## Requirement 1
In the investment commentary, what reasons are given for why offshore contractors like Noble and Transocean look like the best risk-reward in energy? Answer in one to three sentences.
## Requirement 2
Copy the passage of the investment commentary between "ATVI, another name" and "capital return programs.", inclusive.

## Source extract
╭──

NWS is still trading substantially cheaper to where Irenic valued the company about a year ago; it’s still a cheap stock.
ATVI, another name tangential to media, mentioned in one of my first letters, will close at $95.
B. Riley:
Not much has changed here outside of the general interest rate environment and the FRG deal closing. The math still works, the companies are being milked for cash, and the stock doubles if the banking business gets back to anywhere near its 2021 peak (not a likely outcome, but certainly not impossible).
L&R Companies:
Both JXN and EQH remain statistically cheap aberrations. EQH owns the 1/3rd stake in AB, which makes it the interesting SOTP play. JXN has an asset side issue with its CMBS portfolio, and has a all the accounting overhang of reserves, LDTI, and its MBR hedge program. So it’s worth a flyer if these things can re-rate to where the rest of the industry is, but so far so good on their respective capital return programs.
Energy:
Offshore contractors like Noble and Transocean seem to be the best risk reward in this space, with the simple thesis of oil remaining at or around its current price ($80-90). If those prices are here to stay, the offshore industry locks in day rates that haven’t been seen since pre-COVID. Capacity is needed, specifically in west Africa and Asia, and the shipyard lead times insulate pricing for awhile. Shockingly clean balance sheets between the two of these companies. Can’t say the same about Diamond Offshore.

╰──

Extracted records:

╭──

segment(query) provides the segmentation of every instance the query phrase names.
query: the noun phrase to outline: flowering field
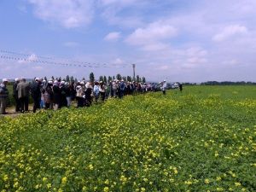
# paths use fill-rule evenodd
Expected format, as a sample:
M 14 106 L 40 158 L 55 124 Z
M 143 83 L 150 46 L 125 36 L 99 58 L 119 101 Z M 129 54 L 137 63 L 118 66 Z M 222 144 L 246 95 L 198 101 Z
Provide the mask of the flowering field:
M 1 191 L 256 191 L 256 87 L 0 119 Z

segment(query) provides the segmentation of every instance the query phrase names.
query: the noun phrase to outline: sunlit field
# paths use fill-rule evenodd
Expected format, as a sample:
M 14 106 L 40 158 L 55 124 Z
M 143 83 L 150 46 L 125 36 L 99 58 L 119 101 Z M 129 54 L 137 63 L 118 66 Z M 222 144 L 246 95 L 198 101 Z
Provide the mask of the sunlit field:
M 256 86 L 0 119 L 2 191 L 256 191 Z

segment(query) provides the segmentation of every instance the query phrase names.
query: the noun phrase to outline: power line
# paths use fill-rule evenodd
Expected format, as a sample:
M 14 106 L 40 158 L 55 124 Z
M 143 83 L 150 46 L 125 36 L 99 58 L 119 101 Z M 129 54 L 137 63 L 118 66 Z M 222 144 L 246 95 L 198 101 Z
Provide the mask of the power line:
M 21 62 L 23 61 L 27 61 L 27 62 L 36 62 L 39 64 L 51 64 L 51 65 L 60 65 L 63 67 L 104 67 L 104 68 L 108 68 L 108 67 L 130 67 L 127 65 L 121 65 L 121 64 L 99 64 L 99 63 L 91 63 L 91 62 L 85 62 L 85 61 L 72 61 L 72 60 L 67 60 L 67 59 L 63 59 L 63 58 L 55 58 L 55 57 L 47 57 L 47 56 L 41 56 L 41 55 L 37 55 L 34 54 L 21 54 L 21 53 L 17 53 L 15 51 L 9 51 L 9 50 L 0 50 L 0 58 L 1 59 L 5 59 L 5 60 L 12 60 L 12 61 L 20 61 Z M 14 56 L 14 55 L 15 56 Z M 17 56 L 19 55 L 19 56 Z M 22 57 L 21 57 L 22 56 Z M 24 58 L 26 56 L 26 58 Z M 30 58 L 34 56 L 35 58 Z M 49 61 L 47 61 L 49 60 Z M 58 60 L 61 60 L 62 61 L 59 61 Z

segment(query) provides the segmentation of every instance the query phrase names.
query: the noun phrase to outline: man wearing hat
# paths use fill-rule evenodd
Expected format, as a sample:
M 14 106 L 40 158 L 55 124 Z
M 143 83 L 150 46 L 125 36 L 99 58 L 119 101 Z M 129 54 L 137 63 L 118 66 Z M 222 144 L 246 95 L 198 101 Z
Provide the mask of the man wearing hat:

╰──

## Written solution 1
If oil stays at or around its current $80-90 price, the offshore industry would lock in day rates not seen since before COVID. Capacity is needed, especially in west Africa and Asia, and shipyard lead times protect pricing for a while.

## Written solution 2
ATVI, another name tangential to media, mentioned in one of my first letters, will close at $95.
B. Riley:
Not much has changed here outside of the general interest rate environment and the FRG deal closing. The math still works, the companies are being milked for cash, and the stock doubles if the banking business gets back to anywhere near its 2021 peak (not a likely outcome, but certainly not impossible).
L&R Companies:
Both JXN and EQH remain statistically cheap aberrations. EQH owns the 1/3rd stake in AB, which makes it the interesting SOTP play. JXN has an asset side issue with its CMBS portfolio, and has a all the accounting overhang of reserves, LDTI, and its MBR hedge program. So it’s worth a flyer if these things can re-rate to where the rest of the industry is, but so far so good on their respective capital return programs.